=== 文書本文 ===
^^^^
射出成形機(住友重機械工業(株)製、(商品名)SE75S)に、深さ1mm、幅10mmの溝がスパイラル状に掘られた金型を装着し、次いで、シリンダー温度を310℃、射出圧力を190MPa、射出速度を最大、射出時間を1.5秒、及び金型温度を135℃に設定した該射出成形機のホッパーにポリアリーレンスルフィド樹脂組成物を投入し、射出した。そして金型内のスパイラル状の溝を溶融流動した長さを成形流動性として測定した。成形流動性として180mmを超えるものを実用上十分な値を示すと判断した。
合成例1で得られたPPS(A−1)100重量部に対し、変性エチレン系共重合体(B−2)20重量部、紫外線吸収剤(D−1)2.5重量部、及び離型剤(E−1)1.0重量部を予め均一に混合し、シリンダー温度300℃に加熱した二軸押出機(東芝機械製、(商品名)TEM−35−102B)のホッパーに投入した。一方、ガラス繊維(C−1)をPPS(A−1)100重量部に対して130重量部となるように該二軸押出機のサイドフィーダーのホッパーから投入し、溶融混練してペレット化したポリアリーレンスルフィド樹脂組成物を得た。
合成例2で得られたPPS(A−2)100重量部に対し、変性エチレン系共重合体(B−1)7重量部、紫外線吸収剤(D−2)1.8重量部、及び離型剤(E−2)0.7重量部を予め均一に混合し、シリンダー温度300℃に加熱した二軸押出機(東芝機械製、(商品名)TEM−35−102B)のホッパーに投入した。一方、ガラス繊維(C−1)をPPS(A−2)100重量部に対して75重量部となるように該二軸押出機のサイドフィーダーのホッパーから投入し、溶融混練してペレット化したポリアリーレンスルフィド樹脂組成物を得た。
合成例1で得られたPPS(A−1)100重量部に対し、変性エチレン系共重合体(B−3)28重量部、紫外線吸収剤(D−3)6重量部、及び離型剤(E−1)0.6重量部を予め均一に混合し、シリンダー温度300℃に加熱した二軸押出機(東芝機械製、(商品名)TEM−35−102B)のホッパーに投入した。一方、ガラス繊維(C−1)をPPS(A−2)100重量部に対して165重量部となるように該二軸押出機のサイドフィーダーのホッパーから投入し、溶融混練してペレット化したポリアリーレンスルフィド樹脂組成物を得た。
合成例3で得られたPPS(A−3)100重量部に対し、変性エチレン系共重合体(B−4)15重量部、紫外線吸収剤(D−4)1.5重量部、及び離型剤(E−2)0.7重量部を予め均一に混合し、シリンダー温度300℃に加熱した二軸押出機(東芝機械製、(商品名)TEM−35−102B)のホッパーに投入した。一方、ガラス繊維(C−2)をPPS(A−1)100重量部に対して95重量部となるように該二軸押出機のサイドフィーダーのホッパーから投入し、溶融混練してペレット化したポリアリーレンスルフィド樹脂組成物を得た。
^^^^
=== 提供データ ===
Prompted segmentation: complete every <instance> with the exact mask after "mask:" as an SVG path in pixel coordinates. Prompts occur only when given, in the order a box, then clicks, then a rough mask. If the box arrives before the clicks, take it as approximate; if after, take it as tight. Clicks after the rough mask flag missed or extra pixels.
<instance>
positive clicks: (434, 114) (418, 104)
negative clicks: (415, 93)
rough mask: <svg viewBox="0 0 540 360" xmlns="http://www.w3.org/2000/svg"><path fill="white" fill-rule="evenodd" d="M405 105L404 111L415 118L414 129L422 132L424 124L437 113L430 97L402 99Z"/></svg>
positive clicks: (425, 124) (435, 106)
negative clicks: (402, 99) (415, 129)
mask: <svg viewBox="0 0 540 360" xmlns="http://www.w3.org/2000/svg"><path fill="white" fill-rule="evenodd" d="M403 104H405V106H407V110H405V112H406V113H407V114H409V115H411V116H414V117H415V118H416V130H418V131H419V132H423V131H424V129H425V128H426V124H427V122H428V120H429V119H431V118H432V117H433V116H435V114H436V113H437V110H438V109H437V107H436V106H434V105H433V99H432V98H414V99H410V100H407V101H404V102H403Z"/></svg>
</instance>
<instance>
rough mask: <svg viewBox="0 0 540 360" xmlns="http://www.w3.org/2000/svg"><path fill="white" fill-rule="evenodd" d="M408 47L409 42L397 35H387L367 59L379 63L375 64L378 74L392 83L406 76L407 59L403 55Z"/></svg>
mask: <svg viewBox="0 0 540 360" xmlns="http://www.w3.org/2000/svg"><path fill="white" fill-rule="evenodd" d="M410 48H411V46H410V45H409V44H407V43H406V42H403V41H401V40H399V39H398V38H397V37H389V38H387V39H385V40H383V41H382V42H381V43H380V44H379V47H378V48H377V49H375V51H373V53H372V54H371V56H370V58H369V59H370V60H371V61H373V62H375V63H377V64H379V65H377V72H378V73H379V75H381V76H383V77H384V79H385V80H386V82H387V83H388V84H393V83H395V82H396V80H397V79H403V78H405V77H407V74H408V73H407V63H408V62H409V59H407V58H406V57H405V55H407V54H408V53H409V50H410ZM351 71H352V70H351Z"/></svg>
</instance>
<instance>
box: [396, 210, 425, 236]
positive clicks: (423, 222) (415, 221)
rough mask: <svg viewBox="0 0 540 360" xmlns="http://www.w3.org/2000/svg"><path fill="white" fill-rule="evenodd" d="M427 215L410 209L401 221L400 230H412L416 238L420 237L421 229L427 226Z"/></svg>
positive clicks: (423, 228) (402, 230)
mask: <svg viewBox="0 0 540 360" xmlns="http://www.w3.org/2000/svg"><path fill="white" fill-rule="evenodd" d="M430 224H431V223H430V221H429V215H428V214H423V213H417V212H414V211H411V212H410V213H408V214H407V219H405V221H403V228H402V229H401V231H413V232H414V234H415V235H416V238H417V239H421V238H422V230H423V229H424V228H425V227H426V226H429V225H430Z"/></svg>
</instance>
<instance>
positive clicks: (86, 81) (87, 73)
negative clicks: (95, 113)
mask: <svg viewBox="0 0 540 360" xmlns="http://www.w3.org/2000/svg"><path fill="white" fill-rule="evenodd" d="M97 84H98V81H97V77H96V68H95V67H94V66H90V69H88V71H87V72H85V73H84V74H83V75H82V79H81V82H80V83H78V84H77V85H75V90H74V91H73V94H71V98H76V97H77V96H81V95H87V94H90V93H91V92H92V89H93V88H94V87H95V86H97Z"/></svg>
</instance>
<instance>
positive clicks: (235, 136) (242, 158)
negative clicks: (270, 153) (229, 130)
^^^^
=== 作業指示 1 ===
文書本文では、成形流動性がどのような値であれば実用上十分と判断されていますか。
=== 作業指示 2 ===
文書本文の「射出成形機(住友重機械工業(株)製、(商」から「上十分な値を示すと判断した。」までを一字一句変えずに書き写してください。
提供データを参照する必要はありません。

=== 回答欄 1 ===
180mmを超えるものが実用上十分と判断されています。

=== 回答欄 2 ===
射出成形機(住友重機械工業(株)製、(商品名)SE75S)に、深さ1mm、幅10mmの溝がスパイラル状に掘られた金型を装着し、次いで、シリンダー温度を310℃、射出圧力を190MPa、射出速度を最大、射出時間を1.5秒、及び金型温度を135℃に設定した該射出成形機のホッパーにポリアリーレンスルフィド樹脂組成物を投入し、射出した。そして金型内のスパイラル状の溝を溶融流動した長さを成形流動性として測定した。成形流動性として180mmを超えるものを実用上十分な値を示すと判断した。